[Records from a dataset]
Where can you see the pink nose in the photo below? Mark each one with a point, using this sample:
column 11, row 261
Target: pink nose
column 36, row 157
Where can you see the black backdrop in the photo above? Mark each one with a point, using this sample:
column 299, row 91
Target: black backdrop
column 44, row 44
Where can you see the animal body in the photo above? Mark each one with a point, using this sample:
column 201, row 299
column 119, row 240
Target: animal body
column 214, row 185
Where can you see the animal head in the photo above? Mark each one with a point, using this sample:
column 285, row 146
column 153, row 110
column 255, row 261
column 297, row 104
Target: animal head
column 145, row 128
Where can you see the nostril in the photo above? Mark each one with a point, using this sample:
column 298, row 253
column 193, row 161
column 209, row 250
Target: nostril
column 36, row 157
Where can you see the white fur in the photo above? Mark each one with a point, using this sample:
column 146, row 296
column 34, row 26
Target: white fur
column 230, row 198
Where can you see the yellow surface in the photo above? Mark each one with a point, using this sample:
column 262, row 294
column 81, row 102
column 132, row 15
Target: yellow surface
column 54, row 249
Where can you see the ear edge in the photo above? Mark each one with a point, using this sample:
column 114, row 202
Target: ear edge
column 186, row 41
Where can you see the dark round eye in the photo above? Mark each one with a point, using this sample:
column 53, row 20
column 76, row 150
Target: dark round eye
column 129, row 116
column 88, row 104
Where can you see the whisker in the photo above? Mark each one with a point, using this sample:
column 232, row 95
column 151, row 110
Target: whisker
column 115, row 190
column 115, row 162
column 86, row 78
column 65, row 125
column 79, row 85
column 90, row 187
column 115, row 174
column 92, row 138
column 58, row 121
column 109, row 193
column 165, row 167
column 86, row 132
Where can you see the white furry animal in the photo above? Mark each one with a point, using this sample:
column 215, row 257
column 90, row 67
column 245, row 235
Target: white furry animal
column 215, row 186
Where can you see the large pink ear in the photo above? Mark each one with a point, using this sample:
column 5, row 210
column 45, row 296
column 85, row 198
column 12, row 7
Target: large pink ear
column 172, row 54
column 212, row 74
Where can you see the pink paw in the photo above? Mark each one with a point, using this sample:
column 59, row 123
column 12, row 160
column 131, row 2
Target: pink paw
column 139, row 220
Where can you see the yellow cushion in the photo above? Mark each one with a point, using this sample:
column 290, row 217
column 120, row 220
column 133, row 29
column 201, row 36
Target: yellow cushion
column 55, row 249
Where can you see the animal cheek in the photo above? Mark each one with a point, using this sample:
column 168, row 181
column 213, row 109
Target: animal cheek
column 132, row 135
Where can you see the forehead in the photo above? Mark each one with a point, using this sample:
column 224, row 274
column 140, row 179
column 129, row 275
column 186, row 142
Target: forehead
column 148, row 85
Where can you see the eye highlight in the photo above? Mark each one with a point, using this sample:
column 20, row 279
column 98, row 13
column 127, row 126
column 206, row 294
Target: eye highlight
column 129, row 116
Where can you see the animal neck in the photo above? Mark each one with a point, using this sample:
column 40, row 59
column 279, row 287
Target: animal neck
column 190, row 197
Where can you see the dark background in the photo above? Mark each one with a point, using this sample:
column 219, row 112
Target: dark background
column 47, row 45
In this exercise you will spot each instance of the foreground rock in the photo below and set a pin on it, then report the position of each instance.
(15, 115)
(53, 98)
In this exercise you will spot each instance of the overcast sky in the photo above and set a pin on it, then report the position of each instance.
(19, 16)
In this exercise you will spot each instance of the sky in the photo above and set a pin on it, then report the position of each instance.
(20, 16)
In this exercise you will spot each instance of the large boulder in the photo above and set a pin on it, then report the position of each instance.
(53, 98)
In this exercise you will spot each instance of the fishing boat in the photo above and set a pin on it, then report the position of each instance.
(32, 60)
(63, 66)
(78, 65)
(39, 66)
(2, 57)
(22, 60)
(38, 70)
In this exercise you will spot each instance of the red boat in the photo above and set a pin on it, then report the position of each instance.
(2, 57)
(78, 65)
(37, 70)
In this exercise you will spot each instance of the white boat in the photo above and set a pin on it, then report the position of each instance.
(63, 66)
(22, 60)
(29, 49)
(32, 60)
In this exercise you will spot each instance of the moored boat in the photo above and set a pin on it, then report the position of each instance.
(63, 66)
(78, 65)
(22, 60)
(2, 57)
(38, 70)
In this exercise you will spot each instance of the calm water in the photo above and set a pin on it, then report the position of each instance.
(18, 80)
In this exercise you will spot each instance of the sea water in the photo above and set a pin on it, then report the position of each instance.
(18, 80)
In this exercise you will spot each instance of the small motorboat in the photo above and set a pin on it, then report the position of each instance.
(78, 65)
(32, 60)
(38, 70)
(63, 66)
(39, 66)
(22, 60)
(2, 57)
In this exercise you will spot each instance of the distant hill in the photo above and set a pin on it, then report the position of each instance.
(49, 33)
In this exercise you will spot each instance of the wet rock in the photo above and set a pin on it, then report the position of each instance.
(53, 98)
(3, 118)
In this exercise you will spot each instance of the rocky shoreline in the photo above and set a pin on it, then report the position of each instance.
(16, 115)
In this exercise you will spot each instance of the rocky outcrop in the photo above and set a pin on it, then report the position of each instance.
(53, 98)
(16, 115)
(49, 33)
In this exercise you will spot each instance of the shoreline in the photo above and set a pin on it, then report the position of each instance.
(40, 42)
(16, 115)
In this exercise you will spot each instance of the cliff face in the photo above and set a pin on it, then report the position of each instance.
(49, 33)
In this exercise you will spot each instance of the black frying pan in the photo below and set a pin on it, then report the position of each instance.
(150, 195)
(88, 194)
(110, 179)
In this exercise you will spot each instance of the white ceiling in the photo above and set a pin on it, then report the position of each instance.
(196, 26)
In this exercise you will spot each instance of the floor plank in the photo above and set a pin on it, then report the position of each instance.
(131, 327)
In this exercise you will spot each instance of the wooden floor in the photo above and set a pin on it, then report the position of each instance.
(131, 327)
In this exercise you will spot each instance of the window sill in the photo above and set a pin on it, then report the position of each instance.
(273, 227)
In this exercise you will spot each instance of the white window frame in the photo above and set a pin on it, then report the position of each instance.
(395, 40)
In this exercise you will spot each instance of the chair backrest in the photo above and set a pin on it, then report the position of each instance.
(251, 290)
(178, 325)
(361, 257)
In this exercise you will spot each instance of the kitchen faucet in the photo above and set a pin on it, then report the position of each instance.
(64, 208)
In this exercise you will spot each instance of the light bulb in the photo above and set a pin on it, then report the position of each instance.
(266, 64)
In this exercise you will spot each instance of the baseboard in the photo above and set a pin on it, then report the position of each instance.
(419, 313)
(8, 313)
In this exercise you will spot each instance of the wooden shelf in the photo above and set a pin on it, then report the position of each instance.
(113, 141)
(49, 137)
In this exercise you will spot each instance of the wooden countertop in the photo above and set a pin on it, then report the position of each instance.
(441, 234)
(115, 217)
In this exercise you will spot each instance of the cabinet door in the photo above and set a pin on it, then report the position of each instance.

▶ **EXERCISE PROMPT**: Recopy the records without any alteration.

▶ **ANSWER**:
Where can you see the pink nose in the photo below? Mark each one with a point, using this sample:
column 11, row 261
Target: pink nose
column 36, row 157
Where can you see the black backdrop in the photo above? Mark each one with a point, using this sample:
column 299, row 91
Target: black backdrop
column 44, row 44
Where can you see the animal body in the photo above? Mark each one with a point, using this sample:
column 201, row 299
column 119, row 240
Target: animal body
column 214, row 185
Where can you see the animal head in the photo above? Mark each one with a point, using this sample:
column 285, row 146
column 153, row 110
column 255, row 261
column 297, row 104
Target: animal head
column 145, row 128
Where can you see the nostril in the photo above? Mark each one with a point, using this sample:
column 298, row 253
column 193, row 161
column 209, row 250
Target: nostril
column 36, row 157
Where can you see the white fur in the photo above? Mark each one with a point, using this sample:
column 146, row 296
column 34, row 26
Target: white fur
column 230, row 198
Where can you see the yellow surface in the photo above? Mark each one with a point, using this sample:
column 262, row 294
column 81, row 102
column 132, row 15
Target: yellow surface
column 54, row 249
Where can you see the ear edge in the photo above? Mark each one with a point, using this sample:
column 114, row 202
Target: ear edge
column 186, row 41
Where can you see the dark round eye in the photo above? Mark each one with a point, using this sample:
column 53, row 20
column 76, row 150
Target: dark round eye
column 129, row 116
column 88, row 104
Where can you see the whisker in the photo above? Mark each one with a point, using this sample:
column 232, row 95
column 151, row 110
Target: whisker
column 115, row 190
column 115, row 162
column 86, row 78
column 65, row 125
column 79, row 85
column 90, row 187
column 115, row 174
column 92, row 138
column 58, row 121
column 109, row 193
column 165, row 167
column 86, row 132
Where can you see the white furry animal in the photo above? Mark each one with a point, using this sample:
column 215, row 257
column 90, row 67
column 245, row 235
Target: white furry animal
column 215, row 186
Where can you see the large pink ear in the photo above? Mark each one with a point, using this sample:
column 5, row 210
column 45, row 296
column 85, row 198
column 12, row 7
Target: large pink ear
column 172, row 54
column 212, row 74
Where can you see the pink paw in the photo above? Mark each one with a point, using this sample:
column 59, row 123
column 12, row 160
column 131, row 2
Target: pink paw
column 139, row 220
Where can you see the yellow cushion in the photo above? Mark each one with a point, using this sample:
column 290, row 217
column 120, row 220
column 133, row 29
column 201, row 36
Target: yellow cushion
column 55, row 249
Where can you see the animal cheek in the photo above? Mark each one with a point, using this sample:
column 168, row 181
column 213, row 109
Target: animal cheek
column 132, row 135
Where can you see the forehead in the photo above? Mark each one with a point, using this sample:
column 224, row 274
column 140, row 179
column 129, row 275
column 186, row 142
Target: forehead
column 148, row 85
Where can you see the eye highlight in the photo above? Mark each one with a point, using this sample:
column 20, row 279
column 98, row 13
column 127, row 126
column 206, row 294
Target: eye highlight
column 129, row 116
Where can you see the animal neck in the photo above? Mark each one with a point, using this sample:
column 40, row 59
column 279, row 287
Target: animal neck
column 190, row 197
Where can you see the dark background in the photo above? Mark each one with a point, using this sample:
column 219, row 112
Target: dark background
column 47, row 45
In this exercise you will spot each instance of the foreground rock in the photo below and set a pin on it, then report the position of each instance.
(15, 115)
(53, 98)
In this exercise you will spot each instance of the overcast sky in the photo above and set a pin on it, then report the position of each instance.
(19, 16)
In this exercise you will spot each instance of the sky in the photo above and set a pin on it, then report the position of each instance.
(20, 16)
In this exercise you will spot each instance of the large boulder in the photo above and set a pin on it, then report the position of each instance.
(53, 98)
In this exercise you will spot each instance of the fishing boat in the photo above and set a pin on it, then report the position of each instance.
(32, 60)
(63, 66)
(78, 65)
(39, 66)
(2, 57)
(22, 60)
(38, 70)
In this exercise you will spot each instance of the red boat in the photo above and set a pin on it, then report the position of each instance.
(2, 57)
(78, 65)
(37, 70)
In this exercise you will spot each instance of the white boat in the photo above and set a pin on it, then report the position of each instance.
(63, 66)
(22, 60)
(29, 49)
(32, 60)
In this exercise you will spot each instance of the moored boat in the photo above and set a pin on it, then report the position of each instance.
(63, 66)
(78, 65)
(22, 60)
(2, 57)
(38, 70)
In this exercise you will spot each instance of the calm water in the photo above and set a pin on it, then report the position of each instance.
(18, 80)
In this exercise you will spot each instance of the sea water in the photo above and set a pin on it, then report the position of each instance.
(18, 80)
In this exercise you will spot each instance of the small motorboat in the photo above and set a pin on it, then report the position of each instance.
(78, 65)
(32, 60)
(38, 70)
(63, 66)
(39, 66)
(22, 60)
(2, 57)
In this exercise you will spot each instance of the distant hill in the photo above and set a pin on it, then report the position of each instance.
(49, 33)
In this exercise you will spot each instance of the wet rock in the photo above and set a pin on it, then report the position of each instance.
(53, 98)
(3, 118)
In this exercise you will spot each instance of the rocky shoreline in the photo above and set a pin on it, then report the position of each instance.
(16, 115)
In this exercise you will spot each instance of the rocky outcrop in the photo above and set a pin on it, then report the position of each instance.
(53, 98)
(16, 115)
(49, 33)
In this exercise you will spot each instance of the shoreline in the photo above and set a pin on it, then report the position of each instance.
(40, 42)
(16, 115)
In this exercise you will spot each instance of the cliff face in the photo above and set a pin on it, then report the position of each instance.
(49, 33)
In this exercise you will spot each instance of the black frying pan in the photo below and set a pin on it, then report the position of each instance.
(150, 195)
(88, 194)
(110, 179)
In this exercise you will spot each instance of the white ceiling in the photo above and set a pin on it, then report the position of each instance.
(196, 26)
In this exercise you will spot each instance of the floor plank in the photo above and set a pin on it, then report the position of each instance.
(131, 327)
In this exercise you will spot each instance of the wooden floor in the photo above and set a pin on it, then report the position of each instance.
(131, 327)
In this exercise you will spot each instance of the window sill in the photo above and set a pin on it, then report the position of each instance.
(273, 227)
In this exercise you will spot each instance of the white window frame in the photo above and set a pin on it, then report the position of each instance.
(395, 40)
In this exercise you will spot each instance of the chair backrest in the photo above and set a pin on it, then report the position of each instance.
(251, 290)
(178, 325)
(361, 257)
In this exercise you will spot each instance of the kitchen faucet in the photo above and set a pin on it, then report the position of each instance.
(64, 208)
In this exercise you will spot each instance of the light bulb in the photo above and set a pin on it, then report the position of each instance.
(266, 64)
In this exercise you will spot each instance of the baseboard in the photo above and set a pin on it, then report the position of each instance.
(419, 313)
(8, 313)
In this exercise you will spot each instance of the wooden shelf in the photo above and set a pin on it, then report the position of each instance.
(113, 141)
(49, 137)
In this exercise you will spot each instance of the wooden countertop in the photo above and set a pin on it, then report the position of each instance.
(441, 234)
(115, 217)
In this exercise you will spot each instance of the cabinet door in the photo above and set a pin on it, then report the position of each instance.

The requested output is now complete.